▶ [Work instructions]: Set down each line of the listing below exactly as it is written.

▶ [Material supplied]:
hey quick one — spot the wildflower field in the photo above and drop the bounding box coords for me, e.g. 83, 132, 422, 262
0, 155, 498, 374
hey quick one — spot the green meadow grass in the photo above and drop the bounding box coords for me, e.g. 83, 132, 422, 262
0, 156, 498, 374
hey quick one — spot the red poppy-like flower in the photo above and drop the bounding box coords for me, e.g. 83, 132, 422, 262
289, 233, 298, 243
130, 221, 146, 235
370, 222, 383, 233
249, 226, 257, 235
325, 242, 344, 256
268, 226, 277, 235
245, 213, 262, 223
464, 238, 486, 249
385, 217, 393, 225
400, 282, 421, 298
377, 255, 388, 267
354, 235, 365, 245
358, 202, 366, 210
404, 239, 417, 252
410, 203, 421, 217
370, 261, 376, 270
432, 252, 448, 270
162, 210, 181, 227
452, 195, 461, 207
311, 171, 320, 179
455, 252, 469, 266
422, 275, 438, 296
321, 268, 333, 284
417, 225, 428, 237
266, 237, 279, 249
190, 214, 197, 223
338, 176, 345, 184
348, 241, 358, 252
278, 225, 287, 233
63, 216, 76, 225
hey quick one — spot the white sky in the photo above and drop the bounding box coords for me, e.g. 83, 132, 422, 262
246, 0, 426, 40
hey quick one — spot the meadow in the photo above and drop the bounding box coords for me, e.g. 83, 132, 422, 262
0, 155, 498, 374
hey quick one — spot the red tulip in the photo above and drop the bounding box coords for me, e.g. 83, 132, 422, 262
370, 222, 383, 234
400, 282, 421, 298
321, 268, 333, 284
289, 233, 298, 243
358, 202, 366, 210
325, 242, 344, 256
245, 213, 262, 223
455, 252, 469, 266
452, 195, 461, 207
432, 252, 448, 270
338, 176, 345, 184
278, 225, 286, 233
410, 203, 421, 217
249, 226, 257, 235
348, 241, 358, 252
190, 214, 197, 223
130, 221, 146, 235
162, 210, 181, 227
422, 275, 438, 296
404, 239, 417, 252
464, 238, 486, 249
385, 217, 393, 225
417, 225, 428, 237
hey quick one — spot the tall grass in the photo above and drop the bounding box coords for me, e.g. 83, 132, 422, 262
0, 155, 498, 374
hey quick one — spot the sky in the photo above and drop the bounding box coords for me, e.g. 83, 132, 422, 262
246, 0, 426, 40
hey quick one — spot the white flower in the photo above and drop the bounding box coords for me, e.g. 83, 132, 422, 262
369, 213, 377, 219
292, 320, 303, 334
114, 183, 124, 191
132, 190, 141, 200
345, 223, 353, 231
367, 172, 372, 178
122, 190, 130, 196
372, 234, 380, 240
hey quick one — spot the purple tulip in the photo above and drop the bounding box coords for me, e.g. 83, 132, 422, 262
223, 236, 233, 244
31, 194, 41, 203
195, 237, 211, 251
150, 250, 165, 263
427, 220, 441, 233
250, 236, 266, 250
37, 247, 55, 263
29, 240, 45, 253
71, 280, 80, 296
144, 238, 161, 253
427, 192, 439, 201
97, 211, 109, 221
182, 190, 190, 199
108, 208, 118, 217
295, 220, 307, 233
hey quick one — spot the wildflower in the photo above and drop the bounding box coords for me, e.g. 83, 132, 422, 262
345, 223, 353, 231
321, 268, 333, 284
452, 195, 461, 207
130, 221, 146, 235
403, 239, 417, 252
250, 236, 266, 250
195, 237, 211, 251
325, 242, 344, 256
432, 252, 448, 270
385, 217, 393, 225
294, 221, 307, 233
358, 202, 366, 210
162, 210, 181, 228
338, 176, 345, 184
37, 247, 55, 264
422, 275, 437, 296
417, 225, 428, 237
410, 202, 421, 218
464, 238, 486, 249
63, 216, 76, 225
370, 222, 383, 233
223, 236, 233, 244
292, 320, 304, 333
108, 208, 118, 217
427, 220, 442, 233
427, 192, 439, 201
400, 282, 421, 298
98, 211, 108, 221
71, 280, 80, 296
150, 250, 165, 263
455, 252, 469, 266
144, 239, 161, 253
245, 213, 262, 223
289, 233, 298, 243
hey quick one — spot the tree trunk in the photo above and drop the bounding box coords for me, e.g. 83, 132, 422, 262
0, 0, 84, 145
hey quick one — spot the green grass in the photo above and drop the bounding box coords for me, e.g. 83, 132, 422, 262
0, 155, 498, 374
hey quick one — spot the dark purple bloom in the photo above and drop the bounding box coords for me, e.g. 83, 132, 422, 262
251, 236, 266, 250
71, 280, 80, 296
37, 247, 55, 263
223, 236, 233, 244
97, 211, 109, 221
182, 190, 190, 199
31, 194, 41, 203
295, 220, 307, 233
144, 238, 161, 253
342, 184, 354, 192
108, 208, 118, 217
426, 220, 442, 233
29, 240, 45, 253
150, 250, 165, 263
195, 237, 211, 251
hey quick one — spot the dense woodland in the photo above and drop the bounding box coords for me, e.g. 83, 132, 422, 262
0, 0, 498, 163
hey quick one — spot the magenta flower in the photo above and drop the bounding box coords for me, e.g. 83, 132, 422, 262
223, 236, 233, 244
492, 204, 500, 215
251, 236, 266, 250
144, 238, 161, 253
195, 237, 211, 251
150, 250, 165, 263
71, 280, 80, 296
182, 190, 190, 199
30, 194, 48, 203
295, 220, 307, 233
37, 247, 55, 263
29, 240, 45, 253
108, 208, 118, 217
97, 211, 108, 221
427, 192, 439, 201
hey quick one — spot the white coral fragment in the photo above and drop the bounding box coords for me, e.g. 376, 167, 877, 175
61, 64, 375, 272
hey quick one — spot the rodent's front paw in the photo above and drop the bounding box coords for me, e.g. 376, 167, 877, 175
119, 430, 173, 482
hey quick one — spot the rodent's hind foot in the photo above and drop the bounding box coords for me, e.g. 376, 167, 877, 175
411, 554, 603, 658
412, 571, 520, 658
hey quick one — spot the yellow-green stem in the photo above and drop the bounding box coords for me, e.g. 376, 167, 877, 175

▶ [Response area]:
hey quick one — spot the wildflower field in the photo above and drop the bounding box coords for me, e.g. 83, 132, 422, 262
0, 155, 498, 374
hey quick one — spot the green meadow grass in the photo above and drop the bounding box coords for me, e.g. 83, 132, 422, 262
0, 156, 498, 374
hey quick one — spot the red poppy-like flower in the photo above and drop the bounding box coords for me, e.g. 83, 132, 422, 262
289, 233, 298, 243
130, 221, 146, 235
370, 222, 383, 233
249, 226, 257, 235
325, 242, 344, 256
268, 226, 277, 235
245, 213, 262, 223
464, 238, 486, 249
385, 217, 393, 225
400, 282, 421, 298
377, 255, 388, 267
354, 235, 365, 245
358, 202, 366, 210
404, 239, 417, 252
410, 203, 421, 217
370, 261, 376, 270
432, 252, 448, 270
162, 210, 181, 227
452, 195, 461, 207
311, 171, 320, 179
455, 252, 469, 266
422, 275, 438, 296
321, 268, 333, 284
417, 225, 428, 237
266, 237, 279, 249
190, 214, 197, 223
338, 176, 345, 184
348, 241, 358, 252
278, 225, 287, 233
63, 216, 76, 225
hey quick one — spot the white sky in the photo above and drop the bounding box coords for me, e.g. 83, 132, 422, 262
246, 0, 426, 40
hey quick one — spot the meadow in the photo above and drop the bounding box coords for me, e.g. 83, 132, 422, 262
0, 155, 498, 374
hey quick one — spot the red tulip in the photo above and drop the bounding box coords for me, e.g. 83, 132, 422, 262
370, 222, 383, 234
400, 282, 421, 298
321, 268, 333, 284
289, 233, 298, 243
358, 202, 366, 210
325, 242, 344, 256
245, 213, 262, 223
455, 252, 469, 266
452, 195, 461, 207
432, 252, 448, 270
338, 176, 345, 184
278, 225, 286, 233
410, 203, 421, 217
249, 226, 257, 235
348, 241, 358, 252
190, 214, 197, 223
130, 221, 146, 235
162, 210, 181, 227
422, 275, 438, 296
404, 239, 417, 252
464, 238, 486, 249
385, 217, 393, 225
417, 225, 428, 237
hey quick one — spot the tall grass in the photo above and drop the bounding box coords for me, e.g. 83, 132, 422, 262
0, 155, 498, 374
hey quick one — spot the sky in the photo above and drop the bounding box coords for me, e.g. 83, 132, 422, 262
246, 0, 426, 40
hey quick one — spot the white flower in the photo above and drop the bounding box coords for me, e.g. 83, 132, 422, 262
369, 213, 377, 219
292, 320, 303, 334
114, 183, 124, 191
132, 190, 141, 200
345, 223, 353, 231
367, 172, 372, 178
122, 190, 130, 196
372, 234, 380, 240
hey quick one — spot the purple tulip in the photo above and drop the bounding box coords for me, e.g. 83, 132, 422, 262
223, 236, 233, 244
31, 194, 41, 203
195, 237, 211, 251
150, 250, 165, 263
427, 220, 441, 233
250, 236, 266, 250
37, 247, 55, 263
29, 240, 45, 253
71, 280, 80, 296
144, 238, 161, 253
427, 192, 439, 201
97, 211, 109, 221
182, 190, 190, 199
108, 208, 118, 217
295, 220, 307, 233
hey quick one — spot the wildflower in the photo above and drop the bounding box coords for me, e.g. 83, 132, 422, 262
345, 223, 353, 231
321, 268, 333, 284
452, 195, 461, 207
130, 221, 146, 235
403, 239, 417, 252
250, 236, 266, 250
195, 237, 211, 251
325, 242, 344, 256
432, 252, 448, 270
385, 217, 393, 225
294, 221, 307, 233
358, 202, 366, 210
162, 210, 181, 228
338, 176, 345, 184
37, 247, 55, 264
422, 275, 437, 296
417, 225, 428, 237
410, 202, 421, 218
464, 238, 486, 249
63, 216, 76, 225
370, 222, 383, 233
223, 236, 233, 244
292, 320, 304, 333
108, 208, 118, 217
427, 220, 442, 233
427, 192, 439, 201
400, 282, 421, 298
98, 211, 108, 221
71, 280, 80, 296
150, 250, 165, 263
455, 252, 469, 266
144, 239, 161, 253
245, 213, 262, 223
289, 233, 298, 243
hey quick one — spot the tree trunk in the photo above and drop the bounding box coords for me, e.g. 83, 132, 422, 262
0, 0, 84, 145
hey quick one — spot the green grass in the photo above and drop the bounding box coords for me, e.g. 83, 132, 422, 262
0, 155, 498, 374
hey quick one — spot the dark purple bloom in the photo above and drop the bounding box coords for me, e.g. 83, 132, 422, 262
251, 236, 266, 250
71, 280, 80, 296
37, 247, 55, 263
223, 236, 233, 244
97, 211, 109, 221
182, 190, 190, 199
31, 194, 41, 203
295, 220, 307, 233
144, 238, 161, 253
342, 184, 354, 192
108, 208, 118, 217
426, 220, 442, 233
29, 240, 45, 253
150, 250, 165, 263
195, 237, 211, 251
hey quick one — spot the dense woodland in the photo above and drop the bounding box coords for me, e.g. 83, 132, 422, 262
0, 0, 498, 163
hey quick one — spot the magenta flower in the photo above and drop the bounding box coords for me, e.g. 83, 132, 422, 262
223, 236, 233, 244
492, 204, 500, 215
251, 236, 266, 250
144, 238, 161, 253
195, 237, 211, 251
150, 250, 165, 263
71, 280, 80, 296
182, 190, 190, 199
30, 194, 48, 203
295, 220, 307, 233
37, 247, 55, 263
29, 240, 45, 253
108, 208, 118, 217
97, 211, 108, 221
427, 192, 439, 201
hey quick one — spot the white coral fragment in the photo above and drop the bounding box coords for me, e.g. 376, 167, 877, 175
61, 64, 375, 272
hey quick one — spot the rodent's front paw in the photo above and drop the bounding box coords for me, e.g. 376, 167, 877, 175
119, 430, 173, 482
hey quick one — spot the rodent's hind foot in the photo above and drop the bounding box coords for me, e.g. 376, 167, 877, 175
411, 554, 603, 658
412, 571, 520, 658
hey quick one — spot the yellow-green stem in the photo above and drop the bounding box coords for me, e.g. 376, 167, 877, 175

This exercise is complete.